## Text
Ironically, Iraq actually began exporting electricity to Turkey
in 1987. In those days the country's electrical system had
been modernizing for a couple decades. In those days the Reagan
Administration was also an ally of Saddam Hussein's dictatorship.
Then Saddam's world of helicopter gunships, chemical weapons,
torture and dictatorship were not a problem for the Republican
White House. In those days Iraq was at war with Iran. Then
Iran's nationalist revolution was considered the major threat
to U.S. oil interests. If you're a torturer with oil, Washington
has a way of rationalizing unpleasantries when they happen
to dovetail with the year's policy agenda.
But despite the encouragement (and arranging shipments of
arms and money) from glad-handing Reagan envoy Donald Rumsfeld,
Saddam's war with Iran exacted a heavy price not only in lives
lost, but also in a shrinking gross domestic product. Thirteen
years of economic sanctions and two wars later, Iraq is a country
where prospects for a better life look about as bright as a
distant star on a smoggy Los Angeles evening.
The Land of Sound Bites and Sycophants
While the young veteran in the store may believe the U.S. mission
in Iraq is a noble enterprise, you just have to wonder how
anyone can continue to support a war that has been so discredited?
It may be because the right-wing media warriors who whipped
up pro-war sentiment four years ago are still at it. Indeed,
despite the shattered reality of life in Iraq, you will be
hard pressed to find any genuinely critical accounting of
the war's course from its many talk media boosters.
At a time when an old-line right-winger like William F. Buckley
bluntly admits the U.S. mission in Iraq has failed, when even
professional reprobate Henry Kissinger says a military victory
is impossible, talk radio stars like Sean Hannity, Rush Limbaugh,
Laura Ingraham, and others remain intrepid defenders of the
heroic rightness of the President's war. In the brave new world
of the media warrior, the only challenge remains "finishing
the job."

## Problems to work on
1. Using the Iraq text, tell whether each statement agrees with it: (a) Iraq began exporting electricity to Turkey in 1987; (b) William F. Buckley holds that the U.S. mission in Iraq can still succeed; (c) Henry Kissinger says a military victory is impossible.
2. Collect every line of the listing below that holds the word "frame".

## Records for this task
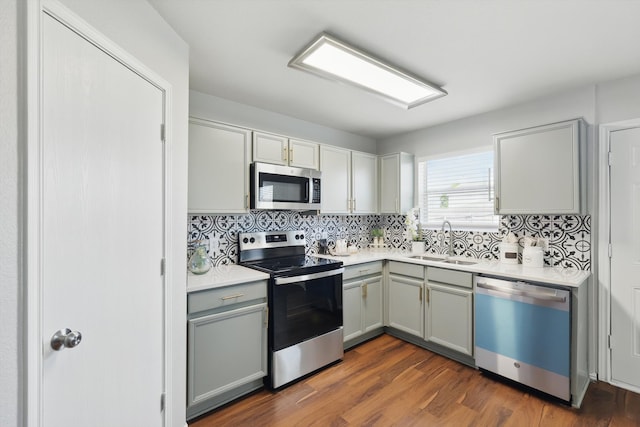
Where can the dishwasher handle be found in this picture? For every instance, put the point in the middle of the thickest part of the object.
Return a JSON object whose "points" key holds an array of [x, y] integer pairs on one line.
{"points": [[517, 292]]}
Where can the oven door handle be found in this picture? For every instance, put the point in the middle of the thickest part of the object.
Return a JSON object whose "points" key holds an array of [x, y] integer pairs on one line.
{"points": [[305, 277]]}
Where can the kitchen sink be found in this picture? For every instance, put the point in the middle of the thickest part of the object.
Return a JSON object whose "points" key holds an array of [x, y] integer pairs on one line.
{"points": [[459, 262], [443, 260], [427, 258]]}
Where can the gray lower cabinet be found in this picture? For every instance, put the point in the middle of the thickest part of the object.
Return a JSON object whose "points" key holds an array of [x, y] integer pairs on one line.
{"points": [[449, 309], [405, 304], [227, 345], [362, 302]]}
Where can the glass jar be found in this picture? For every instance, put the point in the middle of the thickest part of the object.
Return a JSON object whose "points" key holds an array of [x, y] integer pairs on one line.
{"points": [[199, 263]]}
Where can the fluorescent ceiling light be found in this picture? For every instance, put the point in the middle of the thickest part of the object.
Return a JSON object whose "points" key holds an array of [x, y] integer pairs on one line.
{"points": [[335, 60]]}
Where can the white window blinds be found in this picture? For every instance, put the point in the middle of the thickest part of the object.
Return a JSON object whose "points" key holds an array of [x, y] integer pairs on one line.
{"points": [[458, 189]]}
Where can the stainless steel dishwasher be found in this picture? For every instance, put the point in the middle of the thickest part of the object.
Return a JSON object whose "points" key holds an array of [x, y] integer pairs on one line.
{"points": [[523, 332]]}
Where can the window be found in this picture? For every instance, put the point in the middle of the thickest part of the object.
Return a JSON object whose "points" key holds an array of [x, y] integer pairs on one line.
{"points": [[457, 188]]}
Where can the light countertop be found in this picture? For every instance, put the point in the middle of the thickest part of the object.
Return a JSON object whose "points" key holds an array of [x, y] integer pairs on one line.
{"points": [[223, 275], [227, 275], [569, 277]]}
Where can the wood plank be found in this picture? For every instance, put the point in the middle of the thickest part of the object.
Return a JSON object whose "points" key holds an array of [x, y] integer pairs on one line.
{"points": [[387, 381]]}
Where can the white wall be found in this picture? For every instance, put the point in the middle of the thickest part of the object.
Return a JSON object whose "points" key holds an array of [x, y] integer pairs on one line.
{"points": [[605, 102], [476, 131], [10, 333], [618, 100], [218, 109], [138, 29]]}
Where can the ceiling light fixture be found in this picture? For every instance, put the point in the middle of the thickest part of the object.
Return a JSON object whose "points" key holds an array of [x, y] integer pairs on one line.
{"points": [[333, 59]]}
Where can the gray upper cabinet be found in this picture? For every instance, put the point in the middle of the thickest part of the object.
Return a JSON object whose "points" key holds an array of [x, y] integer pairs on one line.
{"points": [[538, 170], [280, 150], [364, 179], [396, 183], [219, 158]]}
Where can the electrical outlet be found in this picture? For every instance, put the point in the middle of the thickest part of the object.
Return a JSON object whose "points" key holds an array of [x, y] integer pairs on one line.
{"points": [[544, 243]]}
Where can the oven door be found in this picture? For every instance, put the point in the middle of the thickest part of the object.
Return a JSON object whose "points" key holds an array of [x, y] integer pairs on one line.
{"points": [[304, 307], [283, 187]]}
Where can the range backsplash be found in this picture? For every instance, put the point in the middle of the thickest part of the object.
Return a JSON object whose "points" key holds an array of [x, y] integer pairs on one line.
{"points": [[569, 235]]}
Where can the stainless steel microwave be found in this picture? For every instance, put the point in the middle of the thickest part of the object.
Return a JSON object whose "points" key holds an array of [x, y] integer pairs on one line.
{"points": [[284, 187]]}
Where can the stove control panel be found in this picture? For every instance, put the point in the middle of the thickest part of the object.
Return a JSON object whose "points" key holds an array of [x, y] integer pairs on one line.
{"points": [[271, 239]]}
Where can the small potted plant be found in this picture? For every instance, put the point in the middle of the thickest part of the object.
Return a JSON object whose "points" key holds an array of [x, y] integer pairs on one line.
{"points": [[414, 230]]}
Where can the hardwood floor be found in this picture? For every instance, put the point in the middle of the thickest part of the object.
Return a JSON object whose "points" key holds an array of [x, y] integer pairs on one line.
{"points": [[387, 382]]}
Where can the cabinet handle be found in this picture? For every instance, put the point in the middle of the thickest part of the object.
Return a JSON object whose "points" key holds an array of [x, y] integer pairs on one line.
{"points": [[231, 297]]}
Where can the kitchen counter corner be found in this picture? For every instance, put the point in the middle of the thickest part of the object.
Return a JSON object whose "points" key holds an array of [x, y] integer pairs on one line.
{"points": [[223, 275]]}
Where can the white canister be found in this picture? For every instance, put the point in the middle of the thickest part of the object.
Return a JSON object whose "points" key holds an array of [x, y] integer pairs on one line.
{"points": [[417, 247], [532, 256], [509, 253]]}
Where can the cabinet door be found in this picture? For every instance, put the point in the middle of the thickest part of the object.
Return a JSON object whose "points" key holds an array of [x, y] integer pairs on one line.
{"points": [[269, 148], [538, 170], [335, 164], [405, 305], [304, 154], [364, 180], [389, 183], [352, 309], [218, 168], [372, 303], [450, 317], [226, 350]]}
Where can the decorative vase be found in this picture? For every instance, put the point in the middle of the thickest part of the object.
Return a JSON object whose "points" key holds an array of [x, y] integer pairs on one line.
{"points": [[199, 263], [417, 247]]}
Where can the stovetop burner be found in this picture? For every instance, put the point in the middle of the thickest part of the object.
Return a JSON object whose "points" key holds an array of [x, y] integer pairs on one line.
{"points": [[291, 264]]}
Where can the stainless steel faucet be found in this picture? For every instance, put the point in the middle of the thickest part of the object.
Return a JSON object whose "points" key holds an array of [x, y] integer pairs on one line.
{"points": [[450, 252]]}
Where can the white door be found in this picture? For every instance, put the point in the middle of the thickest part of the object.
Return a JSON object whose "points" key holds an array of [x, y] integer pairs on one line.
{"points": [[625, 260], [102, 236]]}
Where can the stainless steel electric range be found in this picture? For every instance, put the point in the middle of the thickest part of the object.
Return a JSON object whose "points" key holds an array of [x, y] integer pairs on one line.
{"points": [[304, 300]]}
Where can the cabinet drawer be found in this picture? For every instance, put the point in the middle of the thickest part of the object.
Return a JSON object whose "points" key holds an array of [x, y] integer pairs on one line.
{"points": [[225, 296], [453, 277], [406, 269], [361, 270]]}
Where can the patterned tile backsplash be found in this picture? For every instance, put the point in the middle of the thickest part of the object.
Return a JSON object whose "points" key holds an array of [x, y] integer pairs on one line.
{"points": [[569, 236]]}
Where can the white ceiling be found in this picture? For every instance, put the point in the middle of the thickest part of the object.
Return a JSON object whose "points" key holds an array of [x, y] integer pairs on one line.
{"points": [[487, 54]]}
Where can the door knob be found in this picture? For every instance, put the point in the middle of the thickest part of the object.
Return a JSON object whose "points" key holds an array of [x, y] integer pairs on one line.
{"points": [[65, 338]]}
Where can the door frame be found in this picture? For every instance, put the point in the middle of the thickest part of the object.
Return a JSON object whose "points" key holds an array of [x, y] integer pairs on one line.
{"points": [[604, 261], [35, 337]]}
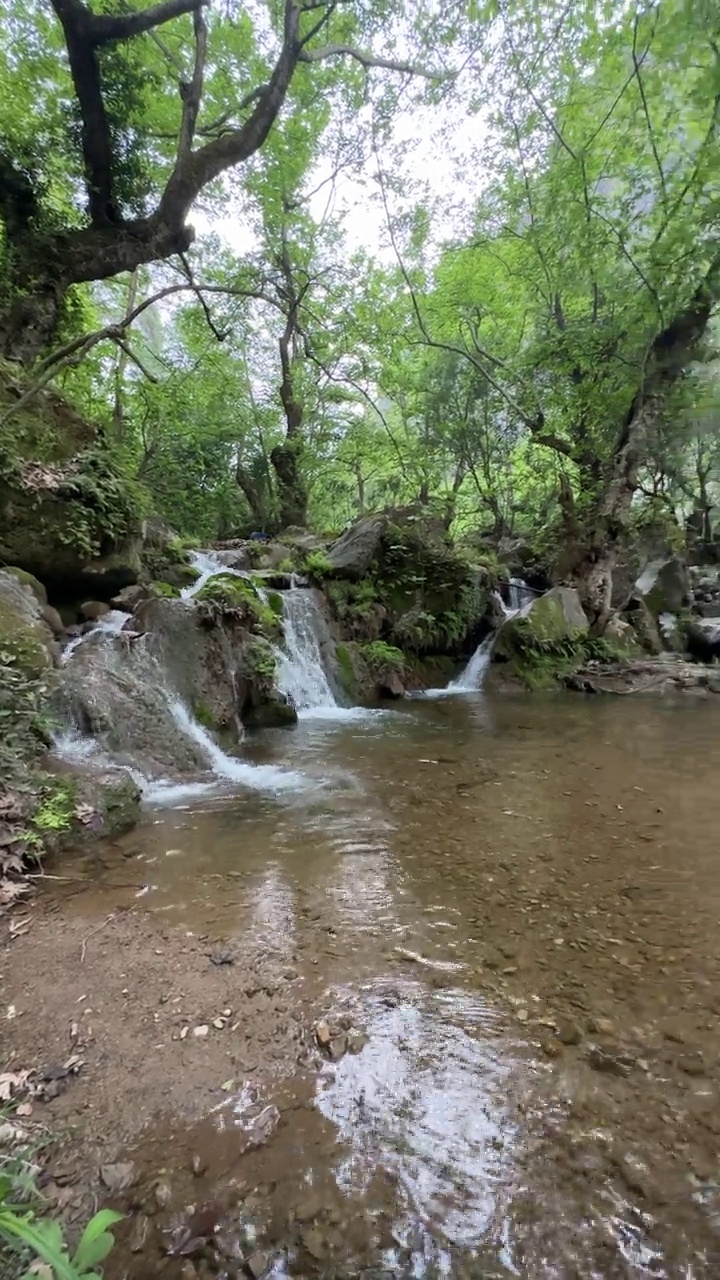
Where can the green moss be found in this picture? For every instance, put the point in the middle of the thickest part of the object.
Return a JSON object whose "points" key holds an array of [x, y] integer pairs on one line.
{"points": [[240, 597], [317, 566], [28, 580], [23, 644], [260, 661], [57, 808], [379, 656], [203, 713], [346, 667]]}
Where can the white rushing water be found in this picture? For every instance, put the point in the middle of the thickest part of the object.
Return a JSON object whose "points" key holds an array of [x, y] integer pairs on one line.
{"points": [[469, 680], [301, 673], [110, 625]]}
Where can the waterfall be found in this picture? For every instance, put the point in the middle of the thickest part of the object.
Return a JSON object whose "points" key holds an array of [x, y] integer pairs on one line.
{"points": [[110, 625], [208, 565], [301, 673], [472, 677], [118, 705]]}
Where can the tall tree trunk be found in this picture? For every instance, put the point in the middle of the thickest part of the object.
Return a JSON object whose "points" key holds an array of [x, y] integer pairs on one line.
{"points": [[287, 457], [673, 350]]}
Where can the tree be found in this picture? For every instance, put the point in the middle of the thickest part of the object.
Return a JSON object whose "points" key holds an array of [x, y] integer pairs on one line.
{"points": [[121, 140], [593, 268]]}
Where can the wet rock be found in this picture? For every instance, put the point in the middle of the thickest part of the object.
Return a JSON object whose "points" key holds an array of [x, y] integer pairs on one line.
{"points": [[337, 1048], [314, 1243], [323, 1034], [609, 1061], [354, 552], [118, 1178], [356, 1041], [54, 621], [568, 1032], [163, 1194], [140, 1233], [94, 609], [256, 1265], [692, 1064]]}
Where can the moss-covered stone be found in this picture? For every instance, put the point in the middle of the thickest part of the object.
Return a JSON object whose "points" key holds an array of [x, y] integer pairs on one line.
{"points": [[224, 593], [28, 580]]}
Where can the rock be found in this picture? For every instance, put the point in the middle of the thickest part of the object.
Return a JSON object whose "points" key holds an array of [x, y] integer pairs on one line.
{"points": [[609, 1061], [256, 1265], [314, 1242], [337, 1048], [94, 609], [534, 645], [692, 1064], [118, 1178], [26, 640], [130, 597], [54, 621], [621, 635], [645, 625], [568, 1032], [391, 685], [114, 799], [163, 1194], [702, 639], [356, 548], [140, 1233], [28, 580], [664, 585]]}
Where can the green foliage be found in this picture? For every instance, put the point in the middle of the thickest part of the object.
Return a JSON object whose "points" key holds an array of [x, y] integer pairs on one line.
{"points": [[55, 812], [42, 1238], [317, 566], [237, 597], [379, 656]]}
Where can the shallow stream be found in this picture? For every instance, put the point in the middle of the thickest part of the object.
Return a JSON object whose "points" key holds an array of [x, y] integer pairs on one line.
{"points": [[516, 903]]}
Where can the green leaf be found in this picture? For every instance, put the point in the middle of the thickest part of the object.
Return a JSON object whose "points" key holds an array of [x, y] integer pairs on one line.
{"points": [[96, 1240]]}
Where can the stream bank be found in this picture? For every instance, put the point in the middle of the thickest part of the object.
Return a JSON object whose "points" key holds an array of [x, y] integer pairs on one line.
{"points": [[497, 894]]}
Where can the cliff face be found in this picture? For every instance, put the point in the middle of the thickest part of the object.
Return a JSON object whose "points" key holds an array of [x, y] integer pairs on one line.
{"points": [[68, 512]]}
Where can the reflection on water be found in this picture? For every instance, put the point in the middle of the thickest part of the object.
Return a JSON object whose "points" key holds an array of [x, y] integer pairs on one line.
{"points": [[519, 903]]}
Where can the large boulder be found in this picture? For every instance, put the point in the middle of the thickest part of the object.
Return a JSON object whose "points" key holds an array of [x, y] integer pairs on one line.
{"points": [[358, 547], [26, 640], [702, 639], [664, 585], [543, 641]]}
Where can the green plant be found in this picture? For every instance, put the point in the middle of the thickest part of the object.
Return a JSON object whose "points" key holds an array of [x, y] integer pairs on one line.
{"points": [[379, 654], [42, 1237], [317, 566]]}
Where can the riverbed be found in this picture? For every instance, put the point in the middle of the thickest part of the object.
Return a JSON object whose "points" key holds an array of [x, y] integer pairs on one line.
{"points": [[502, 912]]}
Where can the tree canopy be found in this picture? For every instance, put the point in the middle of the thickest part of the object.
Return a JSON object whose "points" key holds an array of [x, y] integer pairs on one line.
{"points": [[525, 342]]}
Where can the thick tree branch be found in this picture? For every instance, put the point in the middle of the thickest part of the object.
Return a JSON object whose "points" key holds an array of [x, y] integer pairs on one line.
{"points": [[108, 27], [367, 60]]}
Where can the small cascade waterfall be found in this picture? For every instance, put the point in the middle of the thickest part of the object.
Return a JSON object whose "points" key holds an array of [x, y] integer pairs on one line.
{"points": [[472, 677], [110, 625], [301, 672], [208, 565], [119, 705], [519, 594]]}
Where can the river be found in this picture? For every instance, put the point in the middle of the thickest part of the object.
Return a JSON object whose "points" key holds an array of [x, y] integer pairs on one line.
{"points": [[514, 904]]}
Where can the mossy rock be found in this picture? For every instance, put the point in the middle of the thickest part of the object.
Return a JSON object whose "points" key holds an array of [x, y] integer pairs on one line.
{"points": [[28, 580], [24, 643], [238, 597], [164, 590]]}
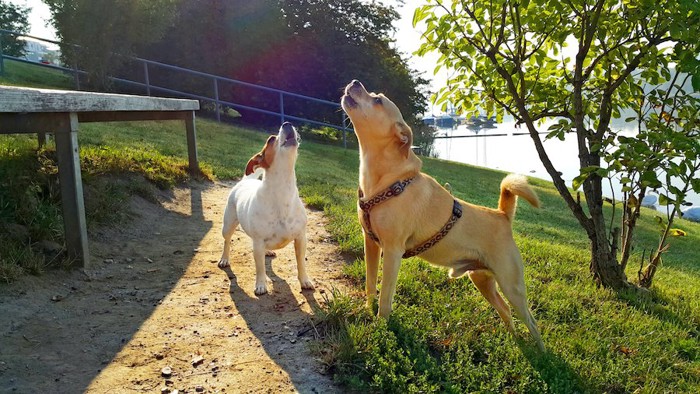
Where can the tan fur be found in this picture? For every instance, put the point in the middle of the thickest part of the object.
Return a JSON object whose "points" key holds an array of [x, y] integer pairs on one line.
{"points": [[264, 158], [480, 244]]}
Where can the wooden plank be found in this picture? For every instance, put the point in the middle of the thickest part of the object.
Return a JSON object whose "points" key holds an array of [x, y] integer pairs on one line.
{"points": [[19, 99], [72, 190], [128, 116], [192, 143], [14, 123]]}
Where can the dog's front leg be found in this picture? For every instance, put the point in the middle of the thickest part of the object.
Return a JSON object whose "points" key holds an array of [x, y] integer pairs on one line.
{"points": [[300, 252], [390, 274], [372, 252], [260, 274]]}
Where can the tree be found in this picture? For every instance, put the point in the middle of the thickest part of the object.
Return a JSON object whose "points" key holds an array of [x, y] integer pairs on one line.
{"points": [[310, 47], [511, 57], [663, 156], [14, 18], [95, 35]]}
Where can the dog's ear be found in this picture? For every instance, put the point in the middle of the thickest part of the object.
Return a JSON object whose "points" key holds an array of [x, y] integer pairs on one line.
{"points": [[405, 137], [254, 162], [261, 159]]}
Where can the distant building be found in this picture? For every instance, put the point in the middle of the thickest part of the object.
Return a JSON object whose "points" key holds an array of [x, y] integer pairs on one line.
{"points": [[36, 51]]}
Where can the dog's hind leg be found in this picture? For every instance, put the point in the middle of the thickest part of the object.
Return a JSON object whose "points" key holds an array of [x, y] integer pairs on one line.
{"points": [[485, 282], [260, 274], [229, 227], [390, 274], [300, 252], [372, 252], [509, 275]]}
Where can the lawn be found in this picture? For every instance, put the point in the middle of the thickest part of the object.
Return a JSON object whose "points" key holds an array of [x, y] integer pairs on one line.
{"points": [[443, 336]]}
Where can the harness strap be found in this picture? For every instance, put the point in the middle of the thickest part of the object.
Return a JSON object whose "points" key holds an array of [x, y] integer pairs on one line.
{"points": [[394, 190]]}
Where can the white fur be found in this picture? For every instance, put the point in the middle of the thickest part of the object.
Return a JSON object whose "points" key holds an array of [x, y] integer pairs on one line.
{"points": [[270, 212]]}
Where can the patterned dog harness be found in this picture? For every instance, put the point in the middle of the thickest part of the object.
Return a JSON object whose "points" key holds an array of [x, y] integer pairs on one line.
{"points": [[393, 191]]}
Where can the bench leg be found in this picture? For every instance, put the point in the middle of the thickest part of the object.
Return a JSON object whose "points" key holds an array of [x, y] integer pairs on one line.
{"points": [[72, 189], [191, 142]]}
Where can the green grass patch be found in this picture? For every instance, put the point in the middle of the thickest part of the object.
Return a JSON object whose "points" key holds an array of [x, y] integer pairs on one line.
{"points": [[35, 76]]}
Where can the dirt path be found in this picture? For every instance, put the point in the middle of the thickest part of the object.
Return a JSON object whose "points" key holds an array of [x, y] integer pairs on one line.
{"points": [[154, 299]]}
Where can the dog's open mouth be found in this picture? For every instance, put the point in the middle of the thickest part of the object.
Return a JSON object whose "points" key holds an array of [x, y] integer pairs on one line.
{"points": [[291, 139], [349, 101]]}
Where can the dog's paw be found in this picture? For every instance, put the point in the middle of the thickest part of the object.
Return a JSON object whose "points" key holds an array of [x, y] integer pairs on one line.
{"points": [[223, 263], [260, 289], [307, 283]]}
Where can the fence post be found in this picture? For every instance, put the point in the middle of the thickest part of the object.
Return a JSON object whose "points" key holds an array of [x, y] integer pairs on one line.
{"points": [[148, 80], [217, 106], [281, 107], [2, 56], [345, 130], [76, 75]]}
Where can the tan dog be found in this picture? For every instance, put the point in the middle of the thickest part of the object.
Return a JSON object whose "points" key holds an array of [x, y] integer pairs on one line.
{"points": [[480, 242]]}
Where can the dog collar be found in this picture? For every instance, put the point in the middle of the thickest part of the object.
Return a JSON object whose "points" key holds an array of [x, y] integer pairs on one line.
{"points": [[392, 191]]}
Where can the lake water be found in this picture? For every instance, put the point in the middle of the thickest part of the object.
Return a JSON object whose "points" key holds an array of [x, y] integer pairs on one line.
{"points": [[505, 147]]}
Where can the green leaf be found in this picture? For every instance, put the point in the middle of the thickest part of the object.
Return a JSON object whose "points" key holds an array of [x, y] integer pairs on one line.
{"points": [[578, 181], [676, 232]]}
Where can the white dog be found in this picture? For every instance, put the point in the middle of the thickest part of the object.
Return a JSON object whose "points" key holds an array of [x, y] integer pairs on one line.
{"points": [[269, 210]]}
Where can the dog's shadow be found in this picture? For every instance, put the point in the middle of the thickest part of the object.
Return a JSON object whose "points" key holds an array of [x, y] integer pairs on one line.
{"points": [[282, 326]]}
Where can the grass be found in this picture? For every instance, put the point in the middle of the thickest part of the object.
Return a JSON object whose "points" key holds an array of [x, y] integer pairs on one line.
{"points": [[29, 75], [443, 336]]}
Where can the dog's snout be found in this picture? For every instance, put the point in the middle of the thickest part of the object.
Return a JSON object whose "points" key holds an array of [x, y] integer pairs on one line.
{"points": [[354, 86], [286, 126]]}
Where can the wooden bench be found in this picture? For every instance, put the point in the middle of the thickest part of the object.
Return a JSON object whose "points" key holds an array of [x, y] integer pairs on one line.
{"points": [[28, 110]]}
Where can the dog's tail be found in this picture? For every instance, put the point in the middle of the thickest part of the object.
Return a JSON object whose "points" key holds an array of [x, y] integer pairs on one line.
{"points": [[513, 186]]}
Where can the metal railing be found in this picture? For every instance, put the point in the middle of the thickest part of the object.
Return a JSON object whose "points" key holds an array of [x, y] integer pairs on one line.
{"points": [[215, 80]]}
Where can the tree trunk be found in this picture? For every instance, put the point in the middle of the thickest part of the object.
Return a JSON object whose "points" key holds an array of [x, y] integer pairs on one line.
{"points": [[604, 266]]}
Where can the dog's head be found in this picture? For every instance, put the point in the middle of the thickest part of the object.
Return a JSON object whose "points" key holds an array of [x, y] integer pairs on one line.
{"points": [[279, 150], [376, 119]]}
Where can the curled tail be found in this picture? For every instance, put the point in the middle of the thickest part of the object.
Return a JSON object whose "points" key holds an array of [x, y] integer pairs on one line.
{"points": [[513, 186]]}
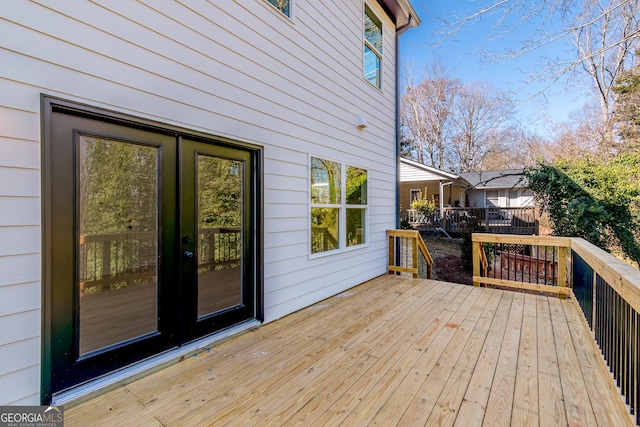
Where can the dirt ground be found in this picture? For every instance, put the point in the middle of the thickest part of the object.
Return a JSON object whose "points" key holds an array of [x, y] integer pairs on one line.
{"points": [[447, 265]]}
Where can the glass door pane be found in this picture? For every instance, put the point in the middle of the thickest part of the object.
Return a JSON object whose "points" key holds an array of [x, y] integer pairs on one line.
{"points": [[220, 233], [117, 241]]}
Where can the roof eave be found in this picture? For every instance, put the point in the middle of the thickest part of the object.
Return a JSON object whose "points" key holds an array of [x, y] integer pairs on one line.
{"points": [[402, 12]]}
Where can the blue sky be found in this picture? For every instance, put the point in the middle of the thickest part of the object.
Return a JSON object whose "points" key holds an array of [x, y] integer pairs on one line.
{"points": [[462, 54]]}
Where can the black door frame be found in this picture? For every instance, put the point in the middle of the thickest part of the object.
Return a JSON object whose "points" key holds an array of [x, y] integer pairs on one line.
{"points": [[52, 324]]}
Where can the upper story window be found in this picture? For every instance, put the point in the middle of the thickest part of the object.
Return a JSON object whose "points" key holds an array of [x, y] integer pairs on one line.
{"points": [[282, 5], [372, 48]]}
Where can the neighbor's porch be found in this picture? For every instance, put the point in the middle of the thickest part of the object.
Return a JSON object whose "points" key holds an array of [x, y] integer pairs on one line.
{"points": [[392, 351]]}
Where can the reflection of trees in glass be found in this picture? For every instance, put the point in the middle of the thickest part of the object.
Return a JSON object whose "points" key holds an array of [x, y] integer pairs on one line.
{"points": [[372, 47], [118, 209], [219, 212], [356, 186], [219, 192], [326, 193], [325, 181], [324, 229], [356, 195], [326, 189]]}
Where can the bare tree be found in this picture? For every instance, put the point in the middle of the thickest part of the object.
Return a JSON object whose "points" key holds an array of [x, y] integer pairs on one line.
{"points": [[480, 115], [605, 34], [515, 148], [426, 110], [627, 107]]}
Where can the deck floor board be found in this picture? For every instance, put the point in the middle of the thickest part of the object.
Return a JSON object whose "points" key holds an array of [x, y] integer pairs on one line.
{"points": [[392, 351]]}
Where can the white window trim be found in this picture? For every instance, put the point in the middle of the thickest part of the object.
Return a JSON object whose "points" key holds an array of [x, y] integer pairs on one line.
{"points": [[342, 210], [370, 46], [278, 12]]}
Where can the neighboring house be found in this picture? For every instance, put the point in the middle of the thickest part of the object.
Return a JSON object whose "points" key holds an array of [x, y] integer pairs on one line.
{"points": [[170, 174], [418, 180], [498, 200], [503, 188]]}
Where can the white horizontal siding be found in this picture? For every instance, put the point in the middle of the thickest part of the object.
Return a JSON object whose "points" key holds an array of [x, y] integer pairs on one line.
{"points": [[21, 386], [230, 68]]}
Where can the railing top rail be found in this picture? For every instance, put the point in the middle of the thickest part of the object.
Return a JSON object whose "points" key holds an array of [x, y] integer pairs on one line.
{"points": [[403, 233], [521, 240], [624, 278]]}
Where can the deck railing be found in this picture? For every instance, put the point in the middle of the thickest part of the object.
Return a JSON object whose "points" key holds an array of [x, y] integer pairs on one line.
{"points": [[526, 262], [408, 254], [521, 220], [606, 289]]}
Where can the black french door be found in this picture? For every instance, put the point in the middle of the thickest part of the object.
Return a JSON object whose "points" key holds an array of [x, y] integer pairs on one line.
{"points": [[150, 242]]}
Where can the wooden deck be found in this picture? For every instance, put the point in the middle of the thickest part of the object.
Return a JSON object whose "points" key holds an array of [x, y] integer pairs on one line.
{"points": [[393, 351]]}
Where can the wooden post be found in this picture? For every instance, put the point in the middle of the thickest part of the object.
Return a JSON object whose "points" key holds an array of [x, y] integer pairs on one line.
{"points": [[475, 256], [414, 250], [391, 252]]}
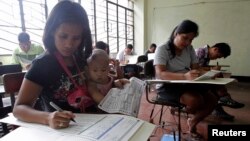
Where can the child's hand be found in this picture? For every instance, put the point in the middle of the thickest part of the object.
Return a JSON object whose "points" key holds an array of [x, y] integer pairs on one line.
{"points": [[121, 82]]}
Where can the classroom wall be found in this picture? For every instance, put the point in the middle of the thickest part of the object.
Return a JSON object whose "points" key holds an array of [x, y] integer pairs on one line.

## Final answers
1.
(a) Yes: "Iraq actually began exporting electricity to Turkey in 1987."
(b) No: "William F. Buckley bluntly admits the U.S. mission in Iraq has failed."
(c) Yes: "even professional reprobate Henry Kissinger says a military victory is impossible."

2.
Where can the door frame be found in this picture? For every instance, put the point in the middle of the thickest part of the object.
Where can the black door frame be found in this picture? For every instance, put the point in the middle of the thickest part of the object.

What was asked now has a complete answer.